Top of Study text

The future of regulations enacted pursuant to Governor Cuomo's Executive Order #38 remains unclear after New York Nassau County trial court declared Executive Order #38 and Department of Health ("DOH") regulations invalid on April 8, 2014 in Agencies for Children's Therapy Services v. Cuomo. The Executive Order and these exact same DOH regulations were upheld in July 2013 by another New York trial court in Suffolk County in Concerned Home Care Providers v. New York State Department of Health.
The crux of the difference between the decisions in Agencies for Children's Therapy Servicesand Concerned Home Care Providers seems to stem from:
- the courts' varying interpretations of which branch of government has the authority to enact the regulations and policies underlying Executive Order #38; and
- the for-profit or not-for-profit nature of the affected organization.

Bottom of Study text
Top of Data records

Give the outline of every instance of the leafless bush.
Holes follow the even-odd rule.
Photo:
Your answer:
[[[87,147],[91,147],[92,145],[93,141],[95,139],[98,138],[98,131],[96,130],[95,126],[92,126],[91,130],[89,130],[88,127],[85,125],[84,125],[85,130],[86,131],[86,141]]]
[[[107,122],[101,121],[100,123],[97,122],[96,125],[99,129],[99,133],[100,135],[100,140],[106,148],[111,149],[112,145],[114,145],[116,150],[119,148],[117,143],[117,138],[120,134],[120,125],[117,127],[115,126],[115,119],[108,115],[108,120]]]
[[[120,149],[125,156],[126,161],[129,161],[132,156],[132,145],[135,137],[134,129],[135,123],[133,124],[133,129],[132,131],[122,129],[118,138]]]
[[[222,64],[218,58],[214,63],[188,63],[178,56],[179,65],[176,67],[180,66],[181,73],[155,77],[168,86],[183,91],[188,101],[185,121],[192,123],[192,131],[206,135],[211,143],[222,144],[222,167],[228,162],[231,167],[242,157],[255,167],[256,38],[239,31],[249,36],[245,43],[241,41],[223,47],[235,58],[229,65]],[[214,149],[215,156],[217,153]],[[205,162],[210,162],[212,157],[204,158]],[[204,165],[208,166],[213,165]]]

Bottom of Data records

[Set of tasks]
1. In the passage on Executive Order #38, which court upheld the order and the DOH regulations in July 2013?
2. Pick up the passage on Executive Order #38 after its last sentence and keep writing.

[Results in order]
1. A New York trial court in Suffolk County upheld them in Concerned Home Care Providers v. New York State Department of Health.

2.
At the direction of the Governor's Executive Order #38, the DOH regulations restrict certain organizations from using state funds for executive compensation in excess of $199,000 and for more than 25% of an organization's administrative expenses. In addition to the DOH, Governor Cuomo directed other agencies to enact similar regulations, including:
- Office for People with Developmental Disabilities
- Office of Mental Health
- Office of Alcoholism and Substance Abuse Services
- Office of Children and Family Services
- Office of Temporary and Disability Assistance
- Office for the Aging Division of Criminal Justice Services
- Office of Victim Services
- Department of Corrections and Community Supervision
- Department of Agriculture and Markets
- Division of Housing and Community Renewal
- Department of State
The agencies' regulations took effect July 1, 2013.
Authority to Enact the Regulations
In Agencies for Children's Therapy Services, the court held that the Governor and the DOH lacked authority because the Executive Order and the subsequent regulations infringed on the policy-making function of the Legislature. The court stated that the State Legislature could have enacted legislation to create the restrictions, but the Legislature rejected similar regulations previously included in the Governor's proposed 2012 State Budget. By contrast, in Concerned Home Care Providers, the court held that the Governor and DOH were well within their powers under the Public Health Law to regulate financial assistance granted by the State for health-related activities.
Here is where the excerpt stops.